_Angezeigter Text_.
□ □ □ □ □
# Game Anforderungen



## Black_Beetle (12. März 2008)

Kann mir mal bitte jemand helfen und mir die Seite nennen wo man das Spiel aussuchen kann und dann einem gezeigt wird ob es für den eigenen PC funktioniert oder nich.

Ich finde diese Seite nicht mehr.

Hat sich erledigt hab sie gefunden.

http://www.systemrequirementslab.com/referrer/srtest


----------



## der_schnitter (13. März 2008)

Oder frag einfach Wikipedia...


----------



## Player007 (14. März 2008)

Die Site hab ich noch gefunden:
http://www.yougamers.com/gameometer/10213/

Gruß


----------



## Genius637 (14. März 2008)

eigentlich hat sowieso jedes game eine eigene site und dort stehen immer die systemanforderungen. 
einfach googlen


----------



## Boardi05 (14. März 2008)

Die werte stimmen sowieso fast nie! Siehe Crysis, liebe das game aber es läuft nicht so wie es laut verpackung laufen soll!


----------



## DerSitzRiese (15. März 2008)

Black_Beetle schrieb:


> Kann mir mal bitte jemand helfen und mir die Seite nennen wo man das Spiel aussuchen kann und dann einem gezeigt wird ob es für den eigenen PC funktioniert oder nich.
> 
> Ich finde diese Seite nicht mehr.
> 
> ...



coole Seite, danke. sogar schon Assassin's Creed ist bei.


----------
□ □ □ □ □
_Materialteil_.
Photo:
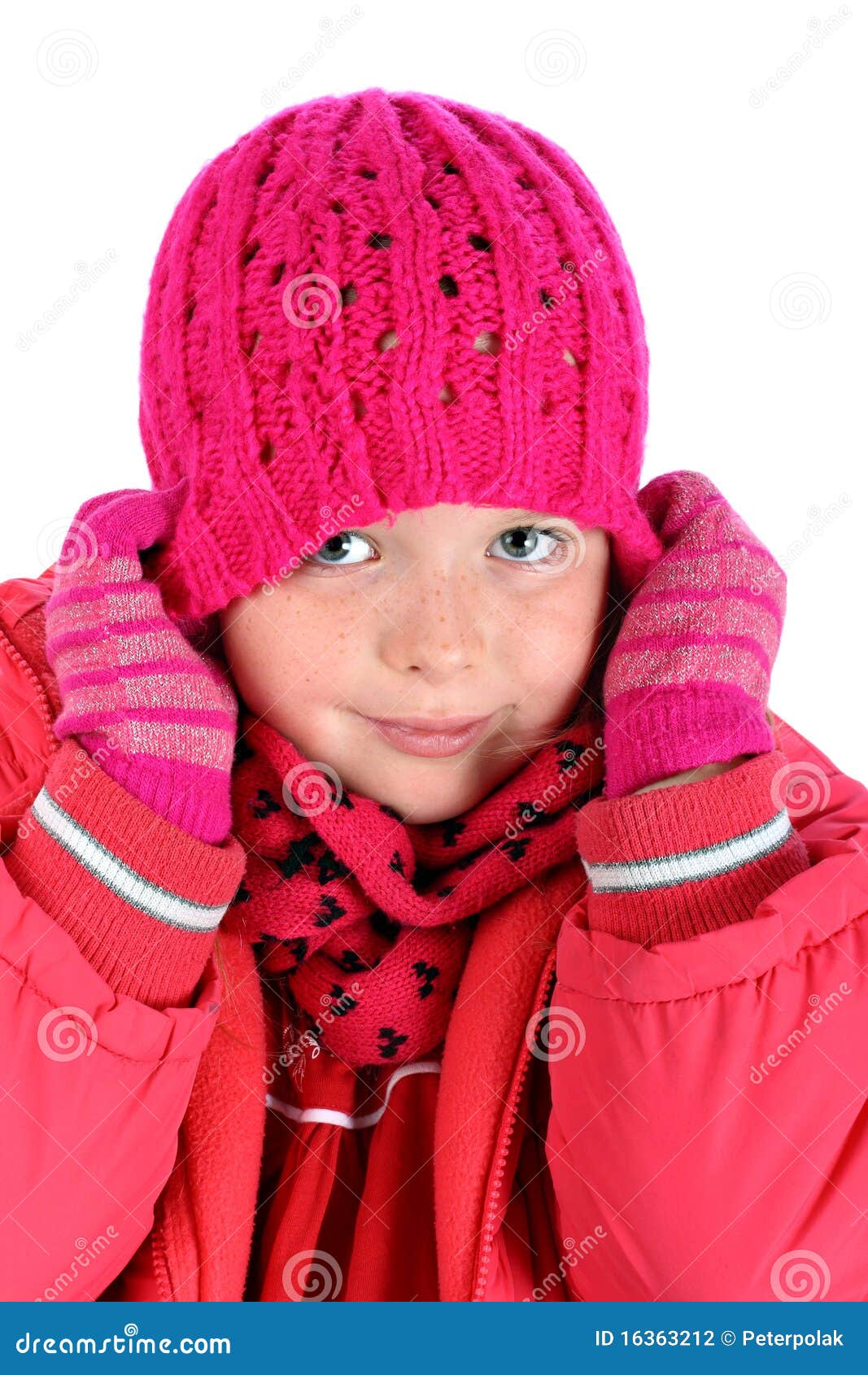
□ □ □ □ □
_Schriftliche Aufgabe 1_.
Welches Spiel läuft laut Boardi05 im Thread über Spielanforderungen nicht so, wie es laut Verpackung laufen soll?
_Schriftliche Aufgabe 2_.
Kopiere aus dem Thread über Spielanforderungen wortgetreu den Abschnitt, der mit „Die Site hab“ anfängt und mit „immer die systemanforderungen.“ aufhört.

_Antwort zur Aufgabe 1_.
Crysis.

_Antwort zur Aufgabe 2_.
Die Site hab ich noch gefunden:
http://www.yougamers.com/gameometer/10213/

Gruß


----------



## Genius637 (14. März 2008)

eigentlich hat sowieso jedes game eine eigene site und dort stehen immer die systemanforderungen.